TASK BRIEF –
Exactly the lines from the one containing "cloud for congestion modeling." through the end of the data below are to be reproduced, and nothing besides them.

RECORDS TO PROCESS –
_ _ _ _ _ _ _
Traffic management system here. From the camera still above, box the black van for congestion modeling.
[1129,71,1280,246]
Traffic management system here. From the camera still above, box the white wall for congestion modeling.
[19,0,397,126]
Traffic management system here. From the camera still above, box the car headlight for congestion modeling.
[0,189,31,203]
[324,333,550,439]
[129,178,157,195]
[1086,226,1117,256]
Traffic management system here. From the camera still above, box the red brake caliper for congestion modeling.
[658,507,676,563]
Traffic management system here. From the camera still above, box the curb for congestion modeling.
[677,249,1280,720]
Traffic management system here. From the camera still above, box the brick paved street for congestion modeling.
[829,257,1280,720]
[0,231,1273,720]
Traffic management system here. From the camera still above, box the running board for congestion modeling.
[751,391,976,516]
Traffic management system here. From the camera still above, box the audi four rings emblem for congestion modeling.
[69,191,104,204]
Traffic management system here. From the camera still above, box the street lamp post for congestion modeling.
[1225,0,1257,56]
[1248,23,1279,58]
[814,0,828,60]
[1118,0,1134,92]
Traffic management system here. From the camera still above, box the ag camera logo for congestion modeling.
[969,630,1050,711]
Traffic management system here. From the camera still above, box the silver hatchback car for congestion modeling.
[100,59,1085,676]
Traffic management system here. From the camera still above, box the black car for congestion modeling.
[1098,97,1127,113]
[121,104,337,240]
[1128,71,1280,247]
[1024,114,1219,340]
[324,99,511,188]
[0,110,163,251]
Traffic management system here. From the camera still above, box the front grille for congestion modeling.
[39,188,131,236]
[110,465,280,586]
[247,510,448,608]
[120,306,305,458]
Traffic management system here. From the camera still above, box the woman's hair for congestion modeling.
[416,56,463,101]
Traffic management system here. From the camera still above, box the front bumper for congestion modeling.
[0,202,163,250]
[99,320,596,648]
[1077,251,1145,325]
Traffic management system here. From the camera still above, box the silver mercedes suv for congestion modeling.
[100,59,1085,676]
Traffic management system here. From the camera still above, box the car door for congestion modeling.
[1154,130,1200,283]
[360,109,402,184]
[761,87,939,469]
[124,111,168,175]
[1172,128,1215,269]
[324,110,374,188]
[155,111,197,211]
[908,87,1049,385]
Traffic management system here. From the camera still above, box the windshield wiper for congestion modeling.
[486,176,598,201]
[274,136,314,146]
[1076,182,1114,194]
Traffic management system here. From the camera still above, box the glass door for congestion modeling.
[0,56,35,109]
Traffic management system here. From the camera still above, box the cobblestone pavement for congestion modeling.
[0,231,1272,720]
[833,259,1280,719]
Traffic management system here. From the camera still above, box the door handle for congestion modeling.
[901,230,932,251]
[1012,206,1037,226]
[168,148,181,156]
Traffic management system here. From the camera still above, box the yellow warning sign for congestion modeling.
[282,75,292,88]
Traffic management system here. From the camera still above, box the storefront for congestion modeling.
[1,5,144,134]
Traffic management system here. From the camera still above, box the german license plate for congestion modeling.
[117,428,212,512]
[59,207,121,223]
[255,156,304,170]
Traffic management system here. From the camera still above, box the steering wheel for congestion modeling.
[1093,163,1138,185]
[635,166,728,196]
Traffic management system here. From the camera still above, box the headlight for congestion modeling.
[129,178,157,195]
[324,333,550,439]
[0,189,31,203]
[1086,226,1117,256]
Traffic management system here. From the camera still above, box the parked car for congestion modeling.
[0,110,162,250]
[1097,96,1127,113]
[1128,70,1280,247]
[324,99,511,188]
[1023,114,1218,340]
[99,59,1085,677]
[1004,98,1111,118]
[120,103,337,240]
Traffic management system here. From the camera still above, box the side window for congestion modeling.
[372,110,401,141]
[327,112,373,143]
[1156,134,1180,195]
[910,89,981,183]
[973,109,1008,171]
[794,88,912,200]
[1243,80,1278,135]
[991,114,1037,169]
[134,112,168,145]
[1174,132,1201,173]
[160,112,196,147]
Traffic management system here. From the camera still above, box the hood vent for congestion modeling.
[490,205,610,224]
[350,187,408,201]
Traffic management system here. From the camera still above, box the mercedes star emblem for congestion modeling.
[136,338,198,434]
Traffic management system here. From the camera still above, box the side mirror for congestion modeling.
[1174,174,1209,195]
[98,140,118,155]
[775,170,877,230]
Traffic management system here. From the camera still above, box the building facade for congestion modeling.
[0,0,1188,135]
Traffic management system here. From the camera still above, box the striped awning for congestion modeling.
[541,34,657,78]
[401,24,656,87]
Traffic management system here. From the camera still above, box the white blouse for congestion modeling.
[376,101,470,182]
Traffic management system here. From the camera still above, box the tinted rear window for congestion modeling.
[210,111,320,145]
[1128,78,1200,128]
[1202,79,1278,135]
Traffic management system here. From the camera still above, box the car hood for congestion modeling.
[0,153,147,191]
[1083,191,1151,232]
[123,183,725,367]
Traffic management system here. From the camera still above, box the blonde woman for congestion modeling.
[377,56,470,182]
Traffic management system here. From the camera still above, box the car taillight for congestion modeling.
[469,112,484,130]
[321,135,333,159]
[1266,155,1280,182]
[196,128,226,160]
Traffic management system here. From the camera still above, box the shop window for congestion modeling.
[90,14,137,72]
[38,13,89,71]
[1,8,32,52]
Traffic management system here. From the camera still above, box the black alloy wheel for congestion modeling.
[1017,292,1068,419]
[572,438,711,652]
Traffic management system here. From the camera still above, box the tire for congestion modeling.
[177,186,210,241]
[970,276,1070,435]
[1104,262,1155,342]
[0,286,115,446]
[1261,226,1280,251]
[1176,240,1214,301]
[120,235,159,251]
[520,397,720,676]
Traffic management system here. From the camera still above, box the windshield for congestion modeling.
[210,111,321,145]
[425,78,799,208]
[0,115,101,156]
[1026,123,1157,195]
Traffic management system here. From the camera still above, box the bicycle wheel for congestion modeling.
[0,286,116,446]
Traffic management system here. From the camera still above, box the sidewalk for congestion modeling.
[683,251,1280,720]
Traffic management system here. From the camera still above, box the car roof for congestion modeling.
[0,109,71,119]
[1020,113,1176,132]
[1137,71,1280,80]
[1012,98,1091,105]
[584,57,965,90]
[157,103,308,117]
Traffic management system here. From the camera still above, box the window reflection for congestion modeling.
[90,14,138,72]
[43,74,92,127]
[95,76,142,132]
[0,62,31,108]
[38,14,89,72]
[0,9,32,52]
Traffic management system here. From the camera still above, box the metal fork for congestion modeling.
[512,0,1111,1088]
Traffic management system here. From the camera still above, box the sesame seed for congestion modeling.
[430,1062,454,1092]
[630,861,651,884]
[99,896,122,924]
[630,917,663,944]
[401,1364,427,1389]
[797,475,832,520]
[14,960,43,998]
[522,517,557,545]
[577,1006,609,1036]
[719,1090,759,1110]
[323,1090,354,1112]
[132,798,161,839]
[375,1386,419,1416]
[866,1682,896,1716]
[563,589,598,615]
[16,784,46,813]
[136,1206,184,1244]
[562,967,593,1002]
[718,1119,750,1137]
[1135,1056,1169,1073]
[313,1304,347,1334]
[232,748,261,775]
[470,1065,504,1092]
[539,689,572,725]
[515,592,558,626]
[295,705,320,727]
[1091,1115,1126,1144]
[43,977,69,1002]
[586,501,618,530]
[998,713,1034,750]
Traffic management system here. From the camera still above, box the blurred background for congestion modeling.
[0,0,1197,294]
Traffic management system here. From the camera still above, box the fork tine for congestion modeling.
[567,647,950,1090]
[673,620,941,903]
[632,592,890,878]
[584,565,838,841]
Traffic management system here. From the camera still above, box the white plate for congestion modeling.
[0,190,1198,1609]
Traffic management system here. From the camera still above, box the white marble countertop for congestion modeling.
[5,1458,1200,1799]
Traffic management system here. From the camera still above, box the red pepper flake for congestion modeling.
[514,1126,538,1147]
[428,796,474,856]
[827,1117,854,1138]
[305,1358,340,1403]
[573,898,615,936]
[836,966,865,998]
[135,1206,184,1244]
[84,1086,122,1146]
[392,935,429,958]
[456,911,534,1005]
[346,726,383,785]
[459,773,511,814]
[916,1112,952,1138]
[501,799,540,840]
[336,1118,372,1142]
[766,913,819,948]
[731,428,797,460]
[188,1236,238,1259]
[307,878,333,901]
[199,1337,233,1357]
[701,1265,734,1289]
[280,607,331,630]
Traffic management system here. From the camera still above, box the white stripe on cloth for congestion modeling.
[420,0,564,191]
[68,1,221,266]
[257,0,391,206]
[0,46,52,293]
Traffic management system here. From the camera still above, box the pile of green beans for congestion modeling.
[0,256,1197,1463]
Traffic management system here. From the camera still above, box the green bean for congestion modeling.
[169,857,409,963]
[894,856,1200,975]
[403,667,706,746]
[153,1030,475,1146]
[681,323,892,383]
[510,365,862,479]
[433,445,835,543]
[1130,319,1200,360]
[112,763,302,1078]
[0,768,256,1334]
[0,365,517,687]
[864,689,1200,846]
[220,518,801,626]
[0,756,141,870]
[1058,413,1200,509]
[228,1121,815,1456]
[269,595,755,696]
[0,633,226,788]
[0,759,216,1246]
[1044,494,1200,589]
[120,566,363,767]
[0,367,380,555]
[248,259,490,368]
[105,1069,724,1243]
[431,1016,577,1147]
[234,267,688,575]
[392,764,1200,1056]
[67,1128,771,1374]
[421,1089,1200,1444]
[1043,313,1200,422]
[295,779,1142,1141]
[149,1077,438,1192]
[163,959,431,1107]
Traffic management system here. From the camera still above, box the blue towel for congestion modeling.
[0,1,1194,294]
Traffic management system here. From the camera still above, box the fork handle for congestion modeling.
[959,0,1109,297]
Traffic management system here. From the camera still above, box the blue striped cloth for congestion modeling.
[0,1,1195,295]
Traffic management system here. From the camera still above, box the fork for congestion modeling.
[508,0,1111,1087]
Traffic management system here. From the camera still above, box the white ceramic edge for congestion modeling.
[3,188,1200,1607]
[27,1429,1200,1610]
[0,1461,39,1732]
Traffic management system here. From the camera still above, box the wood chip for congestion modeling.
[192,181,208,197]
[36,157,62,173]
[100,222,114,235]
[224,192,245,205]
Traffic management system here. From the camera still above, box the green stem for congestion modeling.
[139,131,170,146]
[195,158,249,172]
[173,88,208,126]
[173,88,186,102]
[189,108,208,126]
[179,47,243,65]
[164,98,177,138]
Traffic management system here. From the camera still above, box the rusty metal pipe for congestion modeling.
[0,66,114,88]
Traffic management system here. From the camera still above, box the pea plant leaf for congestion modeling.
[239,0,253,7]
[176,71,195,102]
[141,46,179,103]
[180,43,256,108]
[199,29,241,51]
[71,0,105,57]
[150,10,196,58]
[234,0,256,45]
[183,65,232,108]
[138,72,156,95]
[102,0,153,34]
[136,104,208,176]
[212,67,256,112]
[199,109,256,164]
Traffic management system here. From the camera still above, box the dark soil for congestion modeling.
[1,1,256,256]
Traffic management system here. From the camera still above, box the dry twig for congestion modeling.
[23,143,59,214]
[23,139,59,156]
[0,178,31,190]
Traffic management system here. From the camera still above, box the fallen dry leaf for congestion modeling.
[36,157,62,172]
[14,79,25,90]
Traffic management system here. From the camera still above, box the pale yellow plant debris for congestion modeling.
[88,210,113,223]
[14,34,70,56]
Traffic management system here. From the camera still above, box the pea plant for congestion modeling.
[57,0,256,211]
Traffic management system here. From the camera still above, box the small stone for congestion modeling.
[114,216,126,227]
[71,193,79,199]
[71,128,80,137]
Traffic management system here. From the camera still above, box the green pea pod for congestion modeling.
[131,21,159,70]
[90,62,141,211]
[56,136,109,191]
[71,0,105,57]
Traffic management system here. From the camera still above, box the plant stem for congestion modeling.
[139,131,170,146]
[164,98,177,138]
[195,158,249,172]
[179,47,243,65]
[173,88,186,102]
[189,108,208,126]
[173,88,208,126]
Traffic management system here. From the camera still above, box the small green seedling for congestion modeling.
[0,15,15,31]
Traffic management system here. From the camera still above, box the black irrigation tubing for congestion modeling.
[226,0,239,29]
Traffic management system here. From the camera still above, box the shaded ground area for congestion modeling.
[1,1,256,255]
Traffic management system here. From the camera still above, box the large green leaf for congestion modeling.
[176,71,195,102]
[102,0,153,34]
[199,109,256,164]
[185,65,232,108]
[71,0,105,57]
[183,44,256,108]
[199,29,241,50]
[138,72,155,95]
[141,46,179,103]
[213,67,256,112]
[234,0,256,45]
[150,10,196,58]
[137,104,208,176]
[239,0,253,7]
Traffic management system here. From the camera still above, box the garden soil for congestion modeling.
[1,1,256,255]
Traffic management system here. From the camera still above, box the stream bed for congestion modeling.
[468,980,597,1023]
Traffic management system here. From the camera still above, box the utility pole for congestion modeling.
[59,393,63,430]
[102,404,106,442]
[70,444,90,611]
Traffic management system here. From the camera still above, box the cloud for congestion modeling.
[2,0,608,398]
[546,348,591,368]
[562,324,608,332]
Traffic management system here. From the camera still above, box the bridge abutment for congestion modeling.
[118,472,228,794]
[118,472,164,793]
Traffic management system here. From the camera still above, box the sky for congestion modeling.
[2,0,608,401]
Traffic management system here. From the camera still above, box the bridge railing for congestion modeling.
_ _ _ _ _ _ _
EXERCISE SOLUTION –
Traffic management system here. From the camera still above, box the cloud for congestion modeling.
[2,0,608,398]
[546,348,591,368]
[562,324,608,332]
Traffic management system here. From the camera still above, box the bridge abutment for congestion modeling.
[118,472,228,794]
[118,472,164,793]
Traffic management system here. From the camera still above, box the sky for congestion modeling.
[2,0,608,401]
Traffic management system here. From the camera still above, box the bridge railing for congestion modeling.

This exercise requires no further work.